> Short exercise
Select and copy every line of the records below that contains the word "window". Case counts.

> Data supplied

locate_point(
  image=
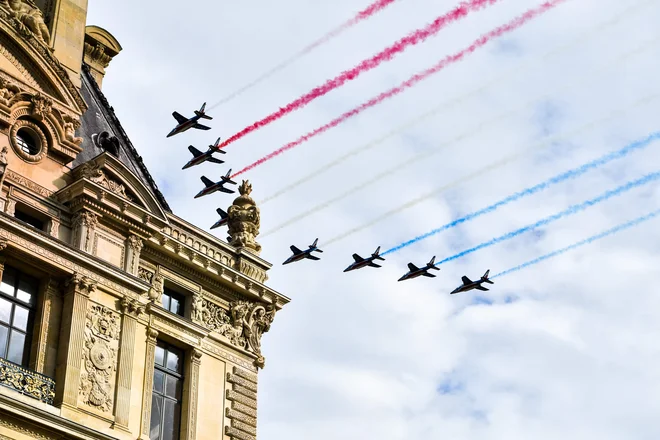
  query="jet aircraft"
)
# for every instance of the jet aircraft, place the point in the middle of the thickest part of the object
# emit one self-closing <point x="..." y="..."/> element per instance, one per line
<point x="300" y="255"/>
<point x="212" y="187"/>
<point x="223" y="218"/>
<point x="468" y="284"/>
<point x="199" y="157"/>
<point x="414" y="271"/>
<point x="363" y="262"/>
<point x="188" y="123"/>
...
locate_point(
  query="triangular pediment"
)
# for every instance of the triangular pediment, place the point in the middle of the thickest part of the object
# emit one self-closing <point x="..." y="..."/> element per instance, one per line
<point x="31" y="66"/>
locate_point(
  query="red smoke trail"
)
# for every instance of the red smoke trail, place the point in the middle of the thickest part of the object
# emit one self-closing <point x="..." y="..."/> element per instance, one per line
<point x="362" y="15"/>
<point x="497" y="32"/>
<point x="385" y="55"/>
---
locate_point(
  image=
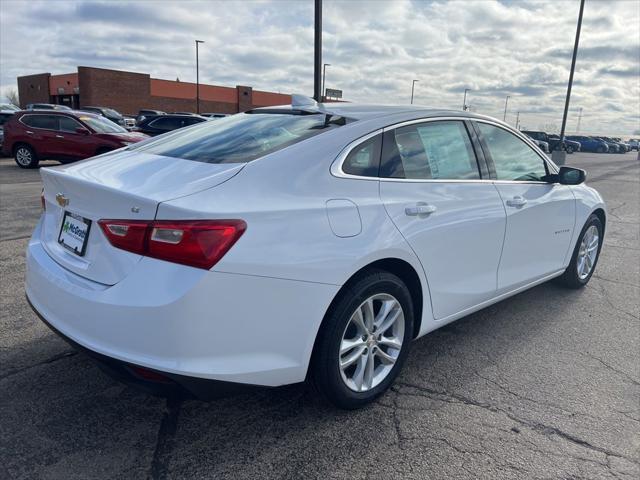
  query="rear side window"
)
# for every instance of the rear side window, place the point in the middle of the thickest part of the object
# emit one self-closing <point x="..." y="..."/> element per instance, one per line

> Exercise result
  query="rear side window"
# for every instance of the rear side window, place the point in the middle of the thickest part of the object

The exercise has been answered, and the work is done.